Exercise prompt =
Rewrite the part that opens with the line containing "Give the outline of every instance of the bridge" and closes with the line containing "[[[533,131],[0,141],[0,298],[526,299]]]", changing "dense forest" to "thick forest" and leaving everything else the same.

Materials provided =

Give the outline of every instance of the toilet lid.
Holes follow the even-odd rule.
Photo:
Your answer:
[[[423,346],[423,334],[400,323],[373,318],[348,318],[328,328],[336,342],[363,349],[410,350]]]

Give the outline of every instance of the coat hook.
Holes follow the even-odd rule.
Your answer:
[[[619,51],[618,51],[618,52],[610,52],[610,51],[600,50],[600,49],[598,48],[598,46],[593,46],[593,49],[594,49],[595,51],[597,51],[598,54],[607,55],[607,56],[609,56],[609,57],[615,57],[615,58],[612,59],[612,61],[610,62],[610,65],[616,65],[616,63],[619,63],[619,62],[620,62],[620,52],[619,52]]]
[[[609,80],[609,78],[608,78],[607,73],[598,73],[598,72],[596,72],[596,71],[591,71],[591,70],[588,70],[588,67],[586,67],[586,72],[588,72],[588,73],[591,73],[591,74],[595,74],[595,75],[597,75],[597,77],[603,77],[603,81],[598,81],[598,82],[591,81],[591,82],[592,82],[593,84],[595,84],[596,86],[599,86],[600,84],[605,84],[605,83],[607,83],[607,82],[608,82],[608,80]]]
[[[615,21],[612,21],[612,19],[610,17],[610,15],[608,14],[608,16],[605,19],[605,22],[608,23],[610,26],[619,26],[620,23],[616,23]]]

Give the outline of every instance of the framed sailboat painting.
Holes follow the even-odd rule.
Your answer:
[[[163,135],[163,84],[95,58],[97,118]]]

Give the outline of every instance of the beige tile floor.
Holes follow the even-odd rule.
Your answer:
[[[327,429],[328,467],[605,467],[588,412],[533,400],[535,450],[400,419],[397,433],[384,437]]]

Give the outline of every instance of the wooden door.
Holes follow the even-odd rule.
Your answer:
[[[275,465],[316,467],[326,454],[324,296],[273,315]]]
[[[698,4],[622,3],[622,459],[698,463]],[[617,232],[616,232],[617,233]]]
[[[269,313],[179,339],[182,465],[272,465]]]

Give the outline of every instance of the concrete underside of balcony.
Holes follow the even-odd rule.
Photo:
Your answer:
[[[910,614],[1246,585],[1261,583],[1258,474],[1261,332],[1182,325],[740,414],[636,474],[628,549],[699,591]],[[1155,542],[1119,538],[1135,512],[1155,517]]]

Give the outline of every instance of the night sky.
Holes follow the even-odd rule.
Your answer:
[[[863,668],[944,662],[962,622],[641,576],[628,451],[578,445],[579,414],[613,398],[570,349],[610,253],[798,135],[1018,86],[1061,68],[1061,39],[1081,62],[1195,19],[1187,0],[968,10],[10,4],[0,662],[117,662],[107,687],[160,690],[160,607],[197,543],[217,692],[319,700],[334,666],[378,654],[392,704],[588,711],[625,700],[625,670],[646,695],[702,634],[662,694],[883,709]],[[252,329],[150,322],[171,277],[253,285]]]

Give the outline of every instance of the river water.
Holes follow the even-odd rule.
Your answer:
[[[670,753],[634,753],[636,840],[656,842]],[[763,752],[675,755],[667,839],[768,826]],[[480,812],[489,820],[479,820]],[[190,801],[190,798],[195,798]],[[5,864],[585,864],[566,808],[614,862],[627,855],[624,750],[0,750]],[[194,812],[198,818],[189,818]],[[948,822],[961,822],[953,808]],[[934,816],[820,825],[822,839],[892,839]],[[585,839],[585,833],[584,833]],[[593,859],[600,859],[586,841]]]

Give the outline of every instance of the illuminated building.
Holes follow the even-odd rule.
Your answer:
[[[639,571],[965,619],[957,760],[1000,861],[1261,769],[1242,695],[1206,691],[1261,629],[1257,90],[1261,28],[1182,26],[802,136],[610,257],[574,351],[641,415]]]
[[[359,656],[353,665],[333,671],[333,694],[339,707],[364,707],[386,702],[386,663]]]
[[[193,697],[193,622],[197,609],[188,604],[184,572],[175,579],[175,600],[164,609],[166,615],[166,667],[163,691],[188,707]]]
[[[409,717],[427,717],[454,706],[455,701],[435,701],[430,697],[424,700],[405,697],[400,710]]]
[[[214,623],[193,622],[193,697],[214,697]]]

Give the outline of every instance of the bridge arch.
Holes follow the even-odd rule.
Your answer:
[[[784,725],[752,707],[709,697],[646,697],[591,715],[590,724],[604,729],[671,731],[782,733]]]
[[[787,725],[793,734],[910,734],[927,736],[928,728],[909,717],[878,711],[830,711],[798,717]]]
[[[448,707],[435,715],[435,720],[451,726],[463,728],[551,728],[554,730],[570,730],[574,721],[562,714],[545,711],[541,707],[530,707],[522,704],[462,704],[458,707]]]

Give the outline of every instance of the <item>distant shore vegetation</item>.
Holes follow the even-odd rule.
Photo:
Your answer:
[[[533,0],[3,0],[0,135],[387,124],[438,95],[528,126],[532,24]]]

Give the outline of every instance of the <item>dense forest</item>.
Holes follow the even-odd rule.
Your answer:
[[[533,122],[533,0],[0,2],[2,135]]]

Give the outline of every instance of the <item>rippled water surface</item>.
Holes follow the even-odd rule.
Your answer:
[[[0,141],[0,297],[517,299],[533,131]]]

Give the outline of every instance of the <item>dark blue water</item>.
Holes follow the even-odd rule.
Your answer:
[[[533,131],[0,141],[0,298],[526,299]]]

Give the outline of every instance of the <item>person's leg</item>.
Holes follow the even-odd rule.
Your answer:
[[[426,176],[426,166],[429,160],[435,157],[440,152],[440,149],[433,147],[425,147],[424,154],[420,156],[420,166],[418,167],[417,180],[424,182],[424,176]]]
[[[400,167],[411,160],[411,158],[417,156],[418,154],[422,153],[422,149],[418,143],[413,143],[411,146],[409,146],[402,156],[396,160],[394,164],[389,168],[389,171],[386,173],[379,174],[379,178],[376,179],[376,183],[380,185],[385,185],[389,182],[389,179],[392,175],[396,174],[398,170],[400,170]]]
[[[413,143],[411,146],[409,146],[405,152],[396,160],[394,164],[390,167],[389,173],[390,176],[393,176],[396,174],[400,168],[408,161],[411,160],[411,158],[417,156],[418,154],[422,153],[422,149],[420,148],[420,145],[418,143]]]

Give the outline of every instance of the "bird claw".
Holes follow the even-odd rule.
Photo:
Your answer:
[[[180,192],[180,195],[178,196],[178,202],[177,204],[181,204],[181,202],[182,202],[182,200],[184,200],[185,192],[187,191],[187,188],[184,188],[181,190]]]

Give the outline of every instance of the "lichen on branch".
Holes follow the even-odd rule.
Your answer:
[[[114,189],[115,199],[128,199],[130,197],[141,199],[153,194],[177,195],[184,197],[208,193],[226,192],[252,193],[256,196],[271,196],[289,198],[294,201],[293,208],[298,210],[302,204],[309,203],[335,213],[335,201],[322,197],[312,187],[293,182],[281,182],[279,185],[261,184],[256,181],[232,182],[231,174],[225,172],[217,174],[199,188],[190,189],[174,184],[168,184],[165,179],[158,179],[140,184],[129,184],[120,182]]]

Output below =
Give the outline of every instance of the bridge arch.
Holes follow the even-odd rule.
Your answer:
[[[784,725],[752,707],[709,697],[646,697],[591,715],[590,724],[604,729],[671,731],[782,733]]]
[[[787,725],[793,734],[910,734],[927,736],[928,728],[909,717],[878,711],[830,711],[798,717]]]
[[[448,707],[435,715],[435,720],[451,726],[463,728],[551,728],[554,730],[570,730],[574,721],[562,714],[545,711],[541,707],[530,707],[522,704],[462,704],[458,707]]]

Give the outline of every instance of the <item>distant shore vegetation</item>.
Holes follow the even-odd rule.
Photo:
Your answer:
[[[533,0],[3,0],[0,135],[387,124],[438,95],[528,126],[532,24]]]

Give the outline of every instance of the <item>thick forest</item>.
Holes follow the even-odd rule.
Your answer:
[[[533,122],[533,0],[0,2],[2,135]]]

Give the outline of every instance of the <item>rippled water surface</item>.
Holes follow the even-odd rule.
Your answer:
[[[0,141],[0,297],[517,299],[533,131]]]

Give the outline of every instance of the <item>dark blue water</item>.
Holes follow the even-odd rule.
Your answer:
[[[533,131],[0,141],[0,298],[526,299]]]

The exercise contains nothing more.